▸ **Fragmento de la página**:
◆ ◆ ◆ ◆ ◆

La escuela, como transmisora de los valores de una sociedad, es reflejo fiel de las afirmaciones anteriores. En ella el profesor encarna la autoridad, puesto que dicta los códigos de conducta a seguir por los alumnos, los cuales no sólo le deben respeto, sino también obediencia, entendida ésta como la disposición a seguir las pautas de comportamiento dictadas por el docente. Estos principios básicos, que durante milenios han regido la disciplina escolar en cualquier civilización, han entrado en los últimos lustros, en España y en otros países del mundo occidental, en una profunda crisis. No para abrir caminos de libertad al alumnado, sino para privarle del derecho a recibir una educación de calidad.
¿Cómo se manifiesta esta crisis en la práctica docente cotidiana? A través del miedo de los profesores a ejercer su autoridad y de la incapacidad de los alumnos para obedecer. Los profesores, porque se sienten solos, en el ejercicio de su autoridad, ante la incomprensión de padres y alumnos, y ante la insolidaridad de las administraciones educativas. Los alumnos, porque en muchos casos nadie les ha enseñado a obedecer, ni en el ámbito familiar, ni escolar, ni social.
Porque la problemática que tratamos no es exclusivamente escolar, sino que afecta al conjunto de la sociedad. En ella, la autoridad encarnada por el Estado se halla en franco retroceso frente a los abusos crecientes de individuos y de grupos de individuos contra el resto de la colectividad. Los síntomas de esto los vemos diariamente en las más diversas esferas de nuestra existencia cotidiana: hordas alcoholizadas impiden habitualmente el descanso de las familias trabajadoras; delincuentes multirreincidentes actúan en una impunidad casi absoluta; vándalos automovilistas quebrantan cada día las normas de la seguridad vial; asesinos brutales son castigados con penas ridículas en función de su edad; espectáculos soeces y repugnantes invaden a cualquier hora la intimidad de nuestros hogares a través de la televisión; poderes municipales incumplen las normativas dictadas por los poderes autonómicos; poderes autonómicos se rebelan abiertamente contra el poder estatal...

◆ ◆ ◆ ◆ ◆

▸ **Registros proporcionados**:
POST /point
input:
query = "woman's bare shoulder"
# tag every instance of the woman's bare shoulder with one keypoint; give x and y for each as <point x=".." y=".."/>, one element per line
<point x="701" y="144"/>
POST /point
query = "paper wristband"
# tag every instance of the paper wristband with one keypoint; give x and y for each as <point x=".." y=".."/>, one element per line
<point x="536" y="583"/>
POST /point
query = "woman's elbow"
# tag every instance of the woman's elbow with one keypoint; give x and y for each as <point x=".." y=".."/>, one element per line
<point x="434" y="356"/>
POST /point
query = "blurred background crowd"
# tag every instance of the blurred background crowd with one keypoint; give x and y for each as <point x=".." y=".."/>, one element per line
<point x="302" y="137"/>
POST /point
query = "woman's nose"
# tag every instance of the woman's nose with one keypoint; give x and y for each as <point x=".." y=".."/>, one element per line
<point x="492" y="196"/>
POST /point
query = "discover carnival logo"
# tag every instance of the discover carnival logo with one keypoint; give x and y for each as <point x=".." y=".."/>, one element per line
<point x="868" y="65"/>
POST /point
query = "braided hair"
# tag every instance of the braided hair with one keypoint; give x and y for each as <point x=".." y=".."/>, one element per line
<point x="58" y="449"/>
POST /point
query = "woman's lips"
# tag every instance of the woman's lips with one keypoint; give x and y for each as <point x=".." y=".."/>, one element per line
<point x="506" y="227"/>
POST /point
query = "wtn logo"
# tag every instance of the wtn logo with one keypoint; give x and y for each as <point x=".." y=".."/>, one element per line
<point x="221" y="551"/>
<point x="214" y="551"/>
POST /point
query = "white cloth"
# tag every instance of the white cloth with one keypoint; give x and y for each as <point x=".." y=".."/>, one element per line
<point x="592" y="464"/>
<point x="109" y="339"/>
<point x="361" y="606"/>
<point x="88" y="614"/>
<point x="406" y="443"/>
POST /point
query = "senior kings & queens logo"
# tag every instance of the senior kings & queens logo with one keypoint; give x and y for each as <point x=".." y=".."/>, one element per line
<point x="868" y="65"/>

◆ ◆ ◆ ◆ ◆

▸ **Tareas propuestas**:
1. Según el texto sobre la crisis de la autoridad en la escuela, ¿de qué modo se manifiesta esa crisis en la práctica docente cotidiana?
2. Continúe el texto sobre la crisis de la autoridad en la escuela a partir de su última frase.

▸ **Lista de respuestas**:
1. A través del miedo de los profesores a ejercer su autoridad y de la incapacidad de los alumnos para obedecer.

2.
Y ante todo ello, encontramos o la respuesta acomplejada del Estado, o su total ausencia de respuesta. Y como los males de la escuela, la sociedad y el Estado interactúan entre sí, el alumnado es cada día más descuidado, más indómito y más agresivo, contagiado por los ejemplos que presencia cotidianamente en el mundo adulto. Este drama social reclama el análisis de sus causas, la revisión de los desvaríos ideológicos que nos han conducido al mismo y la adopción de medidas para combatirlo. A ello deberíamos dedicar buena parte de nuestro tiempo y esfuerzos todas las personas que desempeñamos algún tipo de función responsable en el seno de la colectividad. Entre ellas, como es natural, los que nos dedicamos a la profesión docente.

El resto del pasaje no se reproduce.